═══ Excerpted records ═══

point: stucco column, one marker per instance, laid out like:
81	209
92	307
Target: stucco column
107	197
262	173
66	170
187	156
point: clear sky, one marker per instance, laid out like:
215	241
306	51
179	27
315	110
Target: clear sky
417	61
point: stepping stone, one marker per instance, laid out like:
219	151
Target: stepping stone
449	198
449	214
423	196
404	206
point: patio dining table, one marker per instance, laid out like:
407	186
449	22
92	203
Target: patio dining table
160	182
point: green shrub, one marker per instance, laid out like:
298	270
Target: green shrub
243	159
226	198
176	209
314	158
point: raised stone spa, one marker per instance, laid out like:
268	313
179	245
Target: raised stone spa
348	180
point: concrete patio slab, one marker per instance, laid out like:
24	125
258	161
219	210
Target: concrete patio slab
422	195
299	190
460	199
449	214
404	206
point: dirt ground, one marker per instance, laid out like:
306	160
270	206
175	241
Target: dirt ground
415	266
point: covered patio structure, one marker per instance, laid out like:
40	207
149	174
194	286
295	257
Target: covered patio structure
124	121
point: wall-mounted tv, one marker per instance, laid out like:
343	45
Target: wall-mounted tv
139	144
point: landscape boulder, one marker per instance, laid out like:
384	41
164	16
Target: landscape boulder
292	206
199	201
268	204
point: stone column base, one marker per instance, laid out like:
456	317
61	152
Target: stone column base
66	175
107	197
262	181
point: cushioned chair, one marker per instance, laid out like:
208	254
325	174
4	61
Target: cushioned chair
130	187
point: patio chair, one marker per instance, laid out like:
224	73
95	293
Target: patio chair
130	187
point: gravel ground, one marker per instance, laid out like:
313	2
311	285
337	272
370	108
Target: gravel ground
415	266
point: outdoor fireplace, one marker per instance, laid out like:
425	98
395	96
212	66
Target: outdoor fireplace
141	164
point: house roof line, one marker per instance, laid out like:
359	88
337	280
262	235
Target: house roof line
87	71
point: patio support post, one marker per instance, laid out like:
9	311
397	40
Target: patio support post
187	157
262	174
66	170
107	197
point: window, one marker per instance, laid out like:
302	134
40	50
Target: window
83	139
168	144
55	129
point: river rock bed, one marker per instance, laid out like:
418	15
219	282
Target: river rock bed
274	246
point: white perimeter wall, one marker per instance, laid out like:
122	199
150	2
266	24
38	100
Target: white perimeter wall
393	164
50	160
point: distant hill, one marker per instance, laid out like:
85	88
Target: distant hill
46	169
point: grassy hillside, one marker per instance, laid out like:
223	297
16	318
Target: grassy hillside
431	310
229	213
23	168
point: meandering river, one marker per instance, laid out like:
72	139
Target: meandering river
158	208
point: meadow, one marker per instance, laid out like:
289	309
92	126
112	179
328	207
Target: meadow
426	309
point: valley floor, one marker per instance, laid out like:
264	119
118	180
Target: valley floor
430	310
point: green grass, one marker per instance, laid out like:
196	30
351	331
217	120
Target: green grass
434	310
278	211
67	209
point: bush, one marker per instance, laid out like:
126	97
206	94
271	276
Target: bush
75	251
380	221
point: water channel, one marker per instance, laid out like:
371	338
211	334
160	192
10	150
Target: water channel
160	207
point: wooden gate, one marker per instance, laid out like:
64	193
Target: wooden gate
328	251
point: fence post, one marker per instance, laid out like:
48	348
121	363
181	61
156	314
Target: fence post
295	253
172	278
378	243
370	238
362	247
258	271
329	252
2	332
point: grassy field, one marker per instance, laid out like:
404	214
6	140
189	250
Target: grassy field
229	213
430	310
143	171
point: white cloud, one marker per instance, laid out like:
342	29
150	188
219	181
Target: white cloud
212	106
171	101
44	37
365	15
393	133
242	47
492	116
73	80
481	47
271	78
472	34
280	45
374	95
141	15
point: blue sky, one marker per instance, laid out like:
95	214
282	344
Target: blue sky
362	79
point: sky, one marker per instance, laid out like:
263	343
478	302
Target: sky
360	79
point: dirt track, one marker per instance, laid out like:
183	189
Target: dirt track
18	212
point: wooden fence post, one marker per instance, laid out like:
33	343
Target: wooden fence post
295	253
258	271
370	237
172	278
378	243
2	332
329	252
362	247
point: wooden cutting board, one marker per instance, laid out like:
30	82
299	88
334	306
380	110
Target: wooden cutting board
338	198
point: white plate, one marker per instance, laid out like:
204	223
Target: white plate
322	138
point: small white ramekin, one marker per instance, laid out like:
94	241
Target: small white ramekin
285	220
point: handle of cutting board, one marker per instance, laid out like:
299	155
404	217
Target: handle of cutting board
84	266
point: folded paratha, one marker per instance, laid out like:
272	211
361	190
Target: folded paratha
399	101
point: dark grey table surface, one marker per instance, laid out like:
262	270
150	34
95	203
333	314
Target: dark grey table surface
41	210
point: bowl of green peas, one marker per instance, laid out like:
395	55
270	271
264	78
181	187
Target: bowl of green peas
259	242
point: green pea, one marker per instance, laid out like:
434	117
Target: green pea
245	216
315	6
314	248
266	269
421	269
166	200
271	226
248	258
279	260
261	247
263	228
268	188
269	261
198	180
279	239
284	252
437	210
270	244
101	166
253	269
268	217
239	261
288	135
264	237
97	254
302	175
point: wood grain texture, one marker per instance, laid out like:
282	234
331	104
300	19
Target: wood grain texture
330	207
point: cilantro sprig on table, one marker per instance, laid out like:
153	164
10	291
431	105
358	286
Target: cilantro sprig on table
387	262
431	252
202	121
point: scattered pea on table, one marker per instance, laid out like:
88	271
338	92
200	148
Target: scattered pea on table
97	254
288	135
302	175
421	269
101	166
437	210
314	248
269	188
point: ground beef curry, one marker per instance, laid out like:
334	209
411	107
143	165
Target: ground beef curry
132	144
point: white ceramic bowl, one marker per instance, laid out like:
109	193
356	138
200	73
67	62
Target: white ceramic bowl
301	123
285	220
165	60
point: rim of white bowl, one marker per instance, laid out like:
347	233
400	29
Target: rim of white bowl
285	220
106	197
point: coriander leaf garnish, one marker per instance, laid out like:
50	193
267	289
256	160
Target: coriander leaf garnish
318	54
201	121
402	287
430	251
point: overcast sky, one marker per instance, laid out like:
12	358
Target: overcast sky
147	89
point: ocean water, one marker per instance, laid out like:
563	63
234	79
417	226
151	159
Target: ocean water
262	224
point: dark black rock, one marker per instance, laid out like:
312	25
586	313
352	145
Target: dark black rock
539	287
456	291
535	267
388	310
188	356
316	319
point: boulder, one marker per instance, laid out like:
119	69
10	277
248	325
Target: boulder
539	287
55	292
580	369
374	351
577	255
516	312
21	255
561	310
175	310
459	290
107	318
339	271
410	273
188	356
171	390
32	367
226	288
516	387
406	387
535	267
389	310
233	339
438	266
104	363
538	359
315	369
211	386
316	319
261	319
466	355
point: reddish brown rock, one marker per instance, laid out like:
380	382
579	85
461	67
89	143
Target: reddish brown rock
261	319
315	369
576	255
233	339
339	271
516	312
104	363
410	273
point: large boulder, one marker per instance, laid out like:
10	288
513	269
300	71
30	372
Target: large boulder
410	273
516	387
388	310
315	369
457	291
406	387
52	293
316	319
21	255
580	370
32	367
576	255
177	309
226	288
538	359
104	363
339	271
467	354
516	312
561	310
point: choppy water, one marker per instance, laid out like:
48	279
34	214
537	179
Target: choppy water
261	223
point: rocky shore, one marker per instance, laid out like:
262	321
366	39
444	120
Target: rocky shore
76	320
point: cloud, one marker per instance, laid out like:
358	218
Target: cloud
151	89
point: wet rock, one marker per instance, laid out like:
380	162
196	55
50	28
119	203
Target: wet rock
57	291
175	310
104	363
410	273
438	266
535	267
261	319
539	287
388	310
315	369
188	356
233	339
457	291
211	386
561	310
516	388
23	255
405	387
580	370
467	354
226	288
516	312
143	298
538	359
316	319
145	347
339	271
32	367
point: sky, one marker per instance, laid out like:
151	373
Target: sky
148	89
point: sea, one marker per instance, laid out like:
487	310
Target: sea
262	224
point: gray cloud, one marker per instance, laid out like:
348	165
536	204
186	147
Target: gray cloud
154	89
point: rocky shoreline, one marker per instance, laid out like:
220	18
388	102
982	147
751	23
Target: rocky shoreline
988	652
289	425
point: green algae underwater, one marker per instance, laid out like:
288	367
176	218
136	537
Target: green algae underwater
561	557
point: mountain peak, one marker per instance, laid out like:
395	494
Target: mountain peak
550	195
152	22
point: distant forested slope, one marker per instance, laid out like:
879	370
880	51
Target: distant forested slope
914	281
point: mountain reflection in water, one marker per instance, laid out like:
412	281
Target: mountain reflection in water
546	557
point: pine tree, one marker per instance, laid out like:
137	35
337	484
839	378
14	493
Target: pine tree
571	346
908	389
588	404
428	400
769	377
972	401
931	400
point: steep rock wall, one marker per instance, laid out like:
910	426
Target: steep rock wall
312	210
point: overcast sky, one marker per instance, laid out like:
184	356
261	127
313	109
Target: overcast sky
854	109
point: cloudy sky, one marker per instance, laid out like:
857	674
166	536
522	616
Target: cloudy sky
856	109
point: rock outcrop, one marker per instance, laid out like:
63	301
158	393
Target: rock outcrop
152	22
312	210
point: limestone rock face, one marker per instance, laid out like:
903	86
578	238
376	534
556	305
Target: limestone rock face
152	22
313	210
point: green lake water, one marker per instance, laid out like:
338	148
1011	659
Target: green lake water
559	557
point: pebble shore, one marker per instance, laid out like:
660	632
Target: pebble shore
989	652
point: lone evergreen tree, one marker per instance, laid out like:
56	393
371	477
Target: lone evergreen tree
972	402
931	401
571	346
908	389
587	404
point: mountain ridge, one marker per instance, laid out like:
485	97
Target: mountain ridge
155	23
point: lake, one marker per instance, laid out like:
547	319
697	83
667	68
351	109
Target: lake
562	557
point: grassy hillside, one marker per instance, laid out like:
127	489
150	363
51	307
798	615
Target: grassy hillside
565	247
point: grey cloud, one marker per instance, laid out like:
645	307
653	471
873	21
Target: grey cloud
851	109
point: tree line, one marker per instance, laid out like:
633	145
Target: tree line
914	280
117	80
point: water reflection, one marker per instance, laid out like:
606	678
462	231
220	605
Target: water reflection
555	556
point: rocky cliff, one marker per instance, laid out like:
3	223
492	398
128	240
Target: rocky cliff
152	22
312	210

═══

** Objective **
Rewrite the entries as a Markdown table with the columns Row and Line, starting at the line that contains "point: tree line, one" and stopping after the last line of the entries. Leave out blank lines.

** Full response **
| Row | Line |
|---|---|
| 1 | point: tree line, one marker per instance, laid out like: |
| 2 | 633	145 |
| 3 | Target: tree line |
| 4 | 914	280 |
| 5 | 117	80 |
| 6 | point: water reflection, one marker per instance, laid out like: |
| 7 | 606	678 |
| 8 | 462	231 |
| 9 | 220	605 |
| 10 | Target: water reflection |
| 11 | 555	556 |
| 12 | point: rocky cliff, one marker per instance, laid out like: |
| 13 | 3	223 |
| 14 | 492	398 |
| 15 | 128	240 |
| 16 | Target: rocky cliff |
| 17 | 152	22 |
| 18 | 312	210 |